▸ **WHAT IS NEEDED**: Show every line of the data below that contains the string "door", copying each line in full; case counts.

▸ **DATASET EXTRACT**:
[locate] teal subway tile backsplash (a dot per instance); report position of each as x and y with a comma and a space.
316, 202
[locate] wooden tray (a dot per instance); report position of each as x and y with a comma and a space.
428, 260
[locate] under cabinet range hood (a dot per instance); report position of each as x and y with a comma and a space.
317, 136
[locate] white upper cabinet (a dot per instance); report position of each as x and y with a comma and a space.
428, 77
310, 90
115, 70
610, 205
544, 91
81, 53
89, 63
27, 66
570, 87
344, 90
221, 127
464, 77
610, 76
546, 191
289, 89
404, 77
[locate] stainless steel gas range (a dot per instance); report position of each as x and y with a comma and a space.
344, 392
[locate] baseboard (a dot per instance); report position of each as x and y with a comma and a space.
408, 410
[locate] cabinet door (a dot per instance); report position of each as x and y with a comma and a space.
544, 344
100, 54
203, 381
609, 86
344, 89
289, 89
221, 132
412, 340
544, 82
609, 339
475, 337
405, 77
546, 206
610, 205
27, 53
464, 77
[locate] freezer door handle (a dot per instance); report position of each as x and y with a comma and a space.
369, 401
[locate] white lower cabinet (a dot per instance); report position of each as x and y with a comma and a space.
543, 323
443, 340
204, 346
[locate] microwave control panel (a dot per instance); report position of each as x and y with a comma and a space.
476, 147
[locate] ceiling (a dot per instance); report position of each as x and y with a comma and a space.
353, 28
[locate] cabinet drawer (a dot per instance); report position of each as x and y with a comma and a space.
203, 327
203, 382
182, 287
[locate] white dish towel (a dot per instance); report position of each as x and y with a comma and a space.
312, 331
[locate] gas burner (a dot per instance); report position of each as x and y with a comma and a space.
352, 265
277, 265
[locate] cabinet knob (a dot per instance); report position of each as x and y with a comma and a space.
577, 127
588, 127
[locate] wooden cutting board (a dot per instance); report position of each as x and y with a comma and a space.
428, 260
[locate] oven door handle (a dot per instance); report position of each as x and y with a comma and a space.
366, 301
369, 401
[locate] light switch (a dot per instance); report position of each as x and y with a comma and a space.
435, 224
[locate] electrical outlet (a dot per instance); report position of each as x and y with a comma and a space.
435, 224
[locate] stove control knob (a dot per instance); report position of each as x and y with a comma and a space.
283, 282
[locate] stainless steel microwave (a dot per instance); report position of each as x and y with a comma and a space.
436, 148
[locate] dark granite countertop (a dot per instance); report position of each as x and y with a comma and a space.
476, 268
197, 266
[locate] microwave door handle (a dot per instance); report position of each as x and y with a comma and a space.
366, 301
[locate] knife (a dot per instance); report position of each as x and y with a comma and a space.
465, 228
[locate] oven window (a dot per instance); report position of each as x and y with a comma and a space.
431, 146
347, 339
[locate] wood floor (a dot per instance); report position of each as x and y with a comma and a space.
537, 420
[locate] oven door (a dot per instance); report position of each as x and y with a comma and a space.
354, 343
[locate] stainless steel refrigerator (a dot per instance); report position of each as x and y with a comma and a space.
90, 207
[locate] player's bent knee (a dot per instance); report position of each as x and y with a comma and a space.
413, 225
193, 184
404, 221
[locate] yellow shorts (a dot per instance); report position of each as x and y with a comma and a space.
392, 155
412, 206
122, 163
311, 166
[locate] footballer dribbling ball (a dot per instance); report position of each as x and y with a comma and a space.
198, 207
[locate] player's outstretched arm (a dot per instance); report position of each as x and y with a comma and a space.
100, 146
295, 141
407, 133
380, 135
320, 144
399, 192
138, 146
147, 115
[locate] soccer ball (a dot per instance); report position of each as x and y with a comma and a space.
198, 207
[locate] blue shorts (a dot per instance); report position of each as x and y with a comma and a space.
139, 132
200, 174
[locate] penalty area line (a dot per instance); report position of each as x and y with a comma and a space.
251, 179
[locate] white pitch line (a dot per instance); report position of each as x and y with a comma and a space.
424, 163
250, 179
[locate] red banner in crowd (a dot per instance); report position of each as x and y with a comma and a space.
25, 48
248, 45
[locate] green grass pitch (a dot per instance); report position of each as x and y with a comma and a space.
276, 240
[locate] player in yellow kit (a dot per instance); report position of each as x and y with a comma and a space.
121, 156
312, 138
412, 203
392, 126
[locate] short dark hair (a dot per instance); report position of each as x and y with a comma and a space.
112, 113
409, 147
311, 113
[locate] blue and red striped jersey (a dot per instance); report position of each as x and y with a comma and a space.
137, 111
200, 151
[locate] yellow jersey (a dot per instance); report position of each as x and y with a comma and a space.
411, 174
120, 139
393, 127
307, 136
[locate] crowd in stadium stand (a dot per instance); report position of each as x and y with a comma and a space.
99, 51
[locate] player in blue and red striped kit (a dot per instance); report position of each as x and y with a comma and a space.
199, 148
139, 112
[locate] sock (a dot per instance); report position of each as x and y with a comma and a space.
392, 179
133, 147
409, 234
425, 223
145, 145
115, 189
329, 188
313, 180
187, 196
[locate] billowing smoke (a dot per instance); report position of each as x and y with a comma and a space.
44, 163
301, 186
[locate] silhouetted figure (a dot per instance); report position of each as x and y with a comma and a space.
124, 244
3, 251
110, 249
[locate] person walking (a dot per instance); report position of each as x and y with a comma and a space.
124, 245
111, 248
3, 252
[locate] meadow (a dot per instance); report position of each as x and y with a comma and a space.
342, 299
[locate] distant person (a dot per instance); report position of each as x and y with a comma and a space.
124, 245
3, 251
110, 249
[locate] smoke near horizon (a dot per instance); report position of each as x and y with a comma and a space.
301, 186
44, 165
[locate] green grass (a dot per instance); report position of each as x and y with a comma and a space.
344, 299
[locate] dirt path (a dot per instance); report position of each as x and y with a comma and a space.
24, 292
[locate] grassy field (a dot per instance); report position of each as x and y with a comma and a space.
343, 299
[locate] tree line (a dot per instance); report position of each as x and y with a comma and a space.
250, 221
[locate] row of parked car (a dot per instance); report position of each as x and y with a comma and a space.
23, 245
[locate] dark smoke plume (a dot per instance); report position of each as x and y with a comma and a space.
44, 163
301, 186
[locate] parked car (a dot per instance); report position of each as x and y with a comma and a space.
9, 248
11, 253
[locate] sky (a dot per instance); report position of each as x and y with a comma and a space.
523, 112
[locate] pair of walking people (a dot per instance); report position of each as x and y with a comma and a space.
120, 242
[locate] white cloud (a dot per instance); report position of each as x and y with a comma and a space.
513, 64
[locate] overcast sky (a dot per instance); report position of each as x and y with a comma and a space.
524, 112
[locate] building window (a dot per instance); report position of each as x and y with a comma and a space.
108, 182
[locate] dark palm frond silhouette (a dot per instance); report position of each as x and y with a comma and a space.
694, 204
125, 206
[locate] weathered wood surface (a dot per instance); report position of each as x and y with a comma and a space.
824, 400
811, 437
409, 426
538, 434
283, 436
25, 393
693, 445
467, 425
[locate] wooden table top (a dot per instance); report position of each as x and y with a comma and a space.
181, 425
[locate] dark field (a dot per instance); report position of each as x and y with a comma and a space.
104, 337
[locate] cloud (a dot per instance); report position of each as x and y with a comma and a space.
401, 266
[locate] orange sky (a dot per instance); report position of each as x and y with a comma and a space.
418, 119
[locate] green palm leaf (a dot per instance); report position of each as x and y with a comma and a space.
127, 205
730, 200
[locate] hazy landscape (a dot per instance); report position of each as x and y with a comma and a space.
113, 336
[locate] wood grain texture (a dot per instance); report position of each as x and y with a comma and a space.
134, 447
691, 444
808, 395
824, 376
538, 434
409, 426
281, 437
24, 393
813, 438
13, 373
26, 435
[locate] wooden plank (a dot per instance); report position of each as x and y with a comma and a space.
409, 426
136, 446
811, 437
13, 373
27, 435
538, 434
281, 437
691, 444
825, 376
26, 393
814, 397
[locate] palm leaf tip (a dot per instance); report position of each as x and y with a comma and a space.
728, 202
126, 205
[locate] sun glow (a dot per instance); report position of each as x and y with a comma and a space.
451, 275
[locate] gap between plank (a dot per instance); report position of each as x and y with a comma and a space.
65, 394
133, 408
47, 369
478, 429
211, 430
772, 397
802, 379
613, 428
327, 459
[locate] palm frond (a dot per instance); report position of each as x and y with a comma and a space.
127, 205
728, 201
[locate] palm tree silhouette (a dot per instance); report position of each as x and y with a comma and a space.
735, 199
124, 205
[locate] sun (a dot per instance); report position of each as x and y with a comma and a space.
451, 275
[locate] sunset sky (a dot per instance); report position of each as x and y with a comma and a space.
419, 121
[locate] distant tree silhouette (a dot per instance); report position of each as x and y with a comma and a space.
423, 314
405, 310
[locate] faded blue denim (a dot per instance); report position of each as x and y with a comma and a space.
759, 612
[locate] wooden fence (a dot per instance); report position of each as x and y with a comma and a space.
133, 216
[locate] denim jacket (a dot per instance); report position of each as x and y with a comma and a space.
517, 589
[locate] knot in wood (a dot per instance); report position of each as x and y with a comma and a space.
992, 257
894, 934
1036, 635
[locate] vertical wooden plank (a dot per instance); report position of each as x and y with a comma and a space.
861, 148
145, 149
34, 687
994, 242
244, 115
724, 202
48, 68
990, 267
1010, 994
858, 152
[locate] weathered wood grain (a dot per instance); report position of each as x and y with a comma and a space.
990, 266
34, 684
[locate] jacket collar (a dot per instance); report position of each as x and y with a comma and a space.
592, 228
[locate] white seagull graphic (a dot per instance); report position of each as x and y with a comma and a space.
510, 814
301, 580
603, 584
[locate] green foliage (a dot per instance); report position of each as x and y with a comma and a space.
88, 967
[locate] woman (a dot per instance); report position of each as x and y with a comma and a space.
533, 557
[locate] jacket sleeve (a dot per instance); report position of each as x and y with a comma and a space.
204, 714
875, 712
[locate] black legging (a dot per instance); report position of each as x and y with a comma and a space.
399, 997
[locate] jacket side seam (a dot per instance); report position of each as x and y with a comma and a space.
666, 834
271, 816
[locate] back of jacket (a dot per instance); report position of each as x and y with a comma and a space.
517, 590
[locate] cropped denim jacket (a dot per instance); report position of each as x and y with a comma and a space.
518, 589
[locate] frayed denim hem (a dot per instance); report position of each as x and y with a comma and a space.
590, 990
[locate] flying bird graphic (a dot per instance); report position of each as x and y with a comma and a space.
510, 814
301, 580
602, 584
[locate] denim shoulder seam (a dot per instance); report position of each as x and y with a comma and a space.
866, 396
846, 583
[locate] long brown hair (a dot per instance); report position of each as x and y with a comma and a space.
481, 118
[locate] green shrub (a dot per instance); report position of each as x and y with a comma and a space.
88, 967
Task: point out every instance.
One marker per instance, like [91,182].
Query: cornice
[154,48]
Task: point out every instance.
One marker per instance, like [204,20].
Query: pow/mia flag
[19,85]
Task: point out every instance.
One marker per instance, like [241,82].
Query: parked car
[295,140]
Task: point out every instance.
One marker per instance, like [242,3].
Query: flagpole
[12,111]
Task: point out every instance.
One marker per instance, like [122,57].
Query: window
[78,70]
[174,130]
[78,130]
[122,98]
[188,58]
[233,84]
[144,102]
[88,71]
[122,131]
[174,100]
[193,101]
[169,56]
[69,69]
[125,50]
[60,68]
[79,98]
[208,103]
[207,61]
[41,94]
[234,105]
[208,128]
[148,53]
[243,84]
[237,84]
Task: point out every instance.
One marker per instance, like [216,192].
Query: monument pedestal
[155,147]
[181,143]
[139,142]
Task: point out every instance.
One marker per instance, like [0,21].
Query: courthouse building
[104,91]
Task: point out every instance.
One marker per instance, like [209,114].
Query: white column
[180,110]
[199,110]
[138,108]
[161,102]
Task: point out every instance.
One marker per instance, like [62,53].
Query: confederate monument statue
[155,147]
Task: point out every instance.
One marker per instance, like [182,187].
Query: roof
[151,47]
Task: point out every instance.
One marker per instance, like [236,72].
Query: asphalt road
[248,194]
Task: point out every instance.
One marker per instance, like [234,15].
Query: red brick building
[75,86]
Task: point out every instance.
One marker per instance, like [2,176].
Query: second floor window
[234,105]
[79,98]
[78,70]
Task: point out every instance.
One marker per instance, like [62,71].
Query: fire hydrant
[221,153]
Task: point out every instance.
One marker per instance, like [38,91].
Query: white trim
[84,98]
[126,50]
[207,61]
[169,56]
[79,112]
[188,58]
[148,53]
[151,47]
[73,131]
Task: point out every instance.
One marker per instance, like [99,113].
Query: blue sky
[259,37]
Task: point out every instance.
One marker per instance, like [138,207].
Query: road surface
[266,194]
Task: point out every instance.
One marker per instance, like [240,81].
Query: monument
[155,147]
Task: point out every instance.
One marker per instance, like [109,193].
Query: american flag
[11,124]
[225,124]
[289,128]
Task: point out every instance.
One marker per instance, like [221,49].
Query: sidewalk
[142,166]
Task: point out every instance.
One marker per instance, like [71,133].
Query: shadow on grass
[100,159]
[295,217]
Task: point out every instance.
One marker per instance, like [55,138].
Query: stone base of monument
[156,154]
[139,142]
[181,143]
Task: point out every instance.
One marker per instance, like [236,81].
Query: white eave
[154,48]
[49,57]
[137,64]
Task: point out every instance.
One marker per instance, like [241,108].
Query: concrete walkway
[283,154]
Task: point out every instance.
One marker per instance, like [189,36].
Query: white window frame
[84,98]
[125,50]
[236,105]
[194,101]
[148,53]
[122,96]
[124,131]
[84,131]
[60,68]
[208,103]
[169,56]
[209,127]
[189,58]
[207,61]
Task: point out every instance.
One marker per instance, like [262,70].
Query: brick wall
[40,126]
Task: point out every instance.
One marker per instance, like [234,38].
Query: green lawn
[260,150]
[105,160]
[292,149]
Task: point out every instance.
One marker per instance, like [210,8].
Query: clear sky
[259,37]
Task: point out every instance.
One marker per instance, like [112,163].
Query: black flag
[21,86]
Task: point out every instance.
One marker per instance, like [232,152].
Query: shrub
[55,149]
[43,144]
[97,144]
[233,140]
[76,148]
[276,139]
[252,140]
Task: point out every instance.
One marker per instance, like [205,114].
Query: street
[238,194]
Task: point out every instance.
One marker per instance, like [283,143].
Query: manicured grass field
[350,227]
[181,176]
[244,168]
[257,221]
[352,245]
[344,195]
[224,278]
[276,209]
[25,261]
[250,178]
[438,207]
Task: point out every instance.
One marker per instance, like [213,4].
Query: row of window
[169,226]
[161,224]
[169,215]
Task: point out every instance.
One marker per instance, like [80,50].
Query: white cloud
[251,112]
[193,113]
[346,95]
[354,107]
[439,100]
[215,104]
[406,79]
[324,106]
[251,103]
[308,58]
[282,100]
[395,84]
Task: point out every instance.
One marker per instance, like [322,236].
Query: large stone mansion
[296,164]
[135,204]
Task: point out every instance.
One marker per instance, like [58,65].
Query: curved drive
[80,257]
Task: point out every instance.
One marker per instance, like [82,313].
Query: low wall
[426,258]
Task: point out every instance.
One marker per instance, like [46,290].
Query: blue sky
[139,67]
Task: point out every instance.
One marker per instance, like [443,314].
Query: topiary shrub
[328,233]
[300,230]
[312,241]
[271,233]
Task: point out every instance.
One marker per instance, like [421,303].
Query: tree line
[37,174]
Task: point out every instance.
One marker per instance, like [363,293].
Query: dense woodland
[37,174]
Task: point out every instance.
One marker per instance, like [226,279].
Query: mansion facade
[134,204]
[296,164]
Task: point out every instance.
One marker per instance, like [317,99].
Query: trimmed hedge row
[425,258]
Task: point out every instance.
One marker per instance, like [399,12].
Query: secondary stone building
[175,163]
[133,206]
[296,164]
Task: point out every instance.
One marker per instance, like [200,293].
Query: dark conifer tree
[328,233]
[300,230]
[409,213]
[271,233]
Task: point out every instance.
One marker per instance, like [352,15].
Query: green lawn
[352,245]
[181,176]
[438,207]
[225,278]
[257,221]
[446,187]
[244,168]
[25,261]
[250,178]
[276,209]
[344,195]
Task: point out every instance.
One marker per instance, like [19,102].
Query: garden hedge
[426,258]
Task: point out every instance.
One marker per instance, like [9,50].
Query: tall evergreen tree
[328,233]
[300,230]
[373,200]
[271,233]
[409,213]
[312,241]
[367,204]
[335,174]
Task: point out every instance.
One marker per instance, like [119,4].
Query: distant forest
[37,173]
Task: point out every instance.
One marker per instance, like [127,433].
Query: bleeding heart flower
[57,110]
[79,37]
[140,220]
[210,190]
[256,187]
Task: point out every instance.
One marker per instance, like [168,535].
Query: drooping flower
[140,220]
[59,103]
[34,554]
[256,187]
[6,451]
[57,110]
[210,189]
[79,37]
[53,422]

▸ **FULL SOLUTION**:
[locate] cabinet door (a dot per instance); report position of each as x and y with a comma and a space.
[locate] freezer door handle (a dot per instance); report position of each as x and y with a comma and a space.
[locate] oven door handle (a dot per instance); report position of each as x and y with a comma and a space.
[locate] microwave door handle (a dot per instance); report position of each as x and y with a comma and a space.
[locate] oven door (a dot per instance); report position of each as x and y with a comma and a space.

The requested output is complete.